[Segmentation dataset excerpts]
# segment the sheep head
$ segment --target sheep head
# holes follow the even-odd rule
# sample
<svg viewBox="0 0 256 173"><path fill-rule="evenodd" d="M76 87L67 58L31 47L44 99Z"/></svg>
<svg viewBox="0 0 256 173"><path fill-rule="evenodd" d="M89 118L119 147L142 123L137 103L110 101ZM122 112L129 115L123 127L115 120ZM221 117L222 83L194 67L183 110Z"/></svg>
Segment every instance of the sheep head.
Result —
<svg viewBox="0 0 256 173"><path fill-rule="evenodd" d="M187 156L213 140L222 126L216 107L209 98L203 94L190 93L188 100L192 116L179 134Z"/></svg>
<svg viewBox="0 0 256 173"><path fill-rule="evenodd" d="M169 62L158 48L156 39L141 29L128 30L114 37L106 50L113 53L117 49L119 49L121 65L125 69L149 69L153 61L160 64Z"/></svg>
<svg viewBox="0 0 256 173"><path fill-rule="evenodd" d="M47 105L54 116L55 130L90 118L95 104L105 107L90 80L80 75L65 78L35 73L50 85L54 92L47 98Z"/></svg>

--- Goal ---
Pick out every line of the records that contains the word "head".

--- Answer to this problem ---
# segment the sheep head
$ segment --target sheep head
Segment every instance of the sheep head.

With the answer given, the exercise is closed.